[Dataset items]
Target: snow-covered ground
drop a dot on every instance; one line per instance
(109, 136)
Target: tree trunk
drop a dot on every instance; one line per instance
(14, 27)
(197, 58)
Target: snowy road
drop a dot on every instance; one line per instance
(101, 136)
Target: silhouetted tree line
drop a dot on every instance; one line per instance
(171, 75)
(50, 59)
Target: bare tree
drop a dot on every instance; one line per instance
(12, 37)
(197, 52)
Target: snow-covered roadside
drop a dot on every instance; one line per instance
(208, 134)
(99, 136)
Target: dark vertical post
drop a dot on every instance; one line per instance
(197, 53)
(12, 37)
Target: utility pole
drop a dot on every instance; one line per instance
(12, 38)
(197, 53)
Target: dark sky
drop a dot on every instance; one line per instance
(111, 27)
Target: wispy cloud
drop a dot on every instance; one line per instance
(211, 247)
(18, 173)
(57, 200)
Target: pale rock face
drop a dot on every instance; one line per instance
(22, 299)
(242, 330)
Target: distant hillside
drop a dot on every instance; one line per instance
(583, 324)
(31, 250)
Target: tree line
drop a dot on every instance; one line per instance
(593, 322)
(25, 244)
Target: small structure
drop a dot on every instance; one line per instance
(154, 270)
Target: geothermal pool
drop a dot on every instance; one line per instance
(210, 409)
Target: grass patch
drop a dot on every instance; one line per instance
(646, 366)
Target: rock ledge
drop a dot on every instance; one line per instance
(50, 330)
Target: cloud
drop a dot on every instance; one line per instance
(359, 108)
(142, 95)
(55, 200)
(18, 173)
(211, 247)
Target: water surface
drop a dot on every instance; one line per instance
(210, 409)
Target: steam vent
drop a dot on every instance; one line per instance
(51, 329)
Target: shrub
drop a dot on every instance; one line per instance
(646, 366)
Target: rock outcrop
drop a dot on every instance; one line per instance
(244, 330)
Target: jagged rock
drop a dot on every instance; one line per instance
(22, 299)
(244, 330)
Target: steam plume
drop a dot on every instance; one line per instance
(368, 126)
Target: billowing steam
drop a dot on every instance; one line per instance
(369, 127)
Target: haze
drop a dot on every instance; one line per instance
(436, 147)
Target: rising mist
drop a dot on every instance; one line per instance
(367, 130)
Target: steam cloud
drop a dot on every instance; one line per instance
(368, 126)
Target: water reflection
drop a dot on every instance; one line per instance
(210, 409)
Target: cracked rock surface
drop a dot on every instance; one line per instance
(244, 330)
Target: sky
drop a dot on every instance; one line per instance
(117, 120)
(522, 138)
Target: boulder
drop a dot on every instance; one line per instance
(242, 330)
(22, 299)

WHAT IS EXPECTED: Turn the listing above into a Markdown table with the columns Row and Listing line, giving each line its own numbered row and leaving out any blank lines.

RESULT:
| Row | Listing line |
|---|---|
| 1 | Target: snow-covered ground |
| 2 | drop a dot on every instance; one line per instance |
| 3 | (109, 136) |
| 4 | Target: tree trunk |
| 5 | drop a dot on every instance; one line per instance |
| 6 | (14, 27) |
| 7 | (197, 58) |
| 8 | Target: snowy road |
| 9 | drop a dot on every instance; one line per instance |
| 10 | (101, 136) |
| 11 | Target: silhouetted tree line |
| 12 | drop a dot on every instance; one line per instance |
| 13 | (171, 75) |
| 14 | (50, 59) |
| 15 | Target: bare tree |
| 16 | drop a dot on every instance; one line per instance |
| 17 | (12, 37) |
| 18 | (197, 52) |
| 19 | Target: snow-covered roadside |
| 20 | drop a dot on every instance; one line per instance |
| 21 | (208, 134) |
| 22 | (99, 136) |
| 23 | Target: dark vertical post |
| 24 | drop a dot on every instance; one line per instance |
| 25 | (197, 53) |
| 26 | (12, 37) |
| 27 | Target: utility pole |
| 28 | drop a dot on every instance; one line per instance |
| 29 | (12, 38) |
| 30 | (197, 53) |
| 31 | Target: dark sky |
| 32 | drop a dot on every instance; one line per instance |
| 33 | (111, 27) |
| 34 | Target: wispy cloud |
| 35 | drop a dot on every instance; one line per instance |
| 36 | (211, 247) |
| 37 | (18, 173) |
| 38 | (57, 200) |
| 39 | Target: pale rock face |
| 40 | drop a dot on every instance; one line per instance |
| 41 | (22, 299) |
| 42 | (242, 330) |
| 43 | Target: distant hillside |
| 44 | drop a dot on every instance; one line per instance |
| 45 | (583, 324) |
| 46 | (31, 250) |
| 47 | Target: tree line |
| 48 | drop a dot on every instance; one line per instance |
| 49 | (593, 322) |
| 50 | (25, 244) |
| 51 | Target: small structure |
| 52 | drop a dot on every instance; one line per instance |
| 53 | (154, 270) |
| 54 | Target: geothermal pool |
| 55 | drop a dot on every instance; one line per instance |
| 56 | (210, 409) |
| 57 | Target: grass patch |
| 58 | drop a dot on every instance; one line per instance |
| 59 | (646, 366) |
| 60 | Target: rock ledge |
| 61 | drop a dot on every instance; one line per instance |
| 62 | (50, 330) |
| 63 | Target: cloud |
| 64 | drop a dot on every instance; one line per instance |
| 65 | (359, 108) |
| 66 | (142, 95) |
| 67 | (55, 200) |
| 68 | (18, 173) |
| 69 | (211, 247) |
| 70 | Target: water surface |
| 71 | drop a dot on every instance; one line per instance |
| 72 | (210, 409) |
| 73 | Target: steam vent |
| 74 | drop a dot on every instance; one line per instance |
| 75 | (51, 329) |
| 76 | Target: shrub |
| 77 | drop a dot on every instance; one line per instance |
| 78 | (646, 366) |
| 79 | Target: rock outcrop |
| 80 | drop a dot on every instance; one line per instance |
| 81 | (244, 330) |
| 82 | Target: jagged rock |
| 83 | drop a dot on every instance; one line per instance |
| 84 | (22, 299) |
| 85 | (244, 330) |
| 86 | Target: steam plume |
| 87 | drop a dot on every instance; one line per instance |
| 88 | (368, 126) |
| 89 | Target: billowing steam |
| 90 | drop a dot on every instance; one line per instance |
| 91 | (369, 127) |
| 92 | Target: haze |
| 93 | drop a dot on every instance; one line per instance |
| 94 | (436, 147) |
| 95 | Target: rising mist |
| 96 | drop a dot on every instance; one line per instance |
| 97 | (367, 130) |
| 98 | Target: steam cloud |
| 99 | drop a dot on every instance; one line per instance |
| 100 | (368, 126) |
| 101 | Target: water reflection |
| 102 | drop a dot on every instance; one line per instance |
| 103 | (210, 409) |
| 104 | Target: cracked rock surface |
| 105 | drop a dot on every instance; one line per instance |
| 106 | (244, 330) |
| 107 | Target: sky |
| 108 | drop a dot on every instance; one line per instance |
| 109 | (117, 120) |
| 110 | (522, 138) |
| 111 | Target: boulder |
| 112 | drop a dot on every instance; one line per instance |
| 113 | (242, 330) |
| 114 | (22, 299) |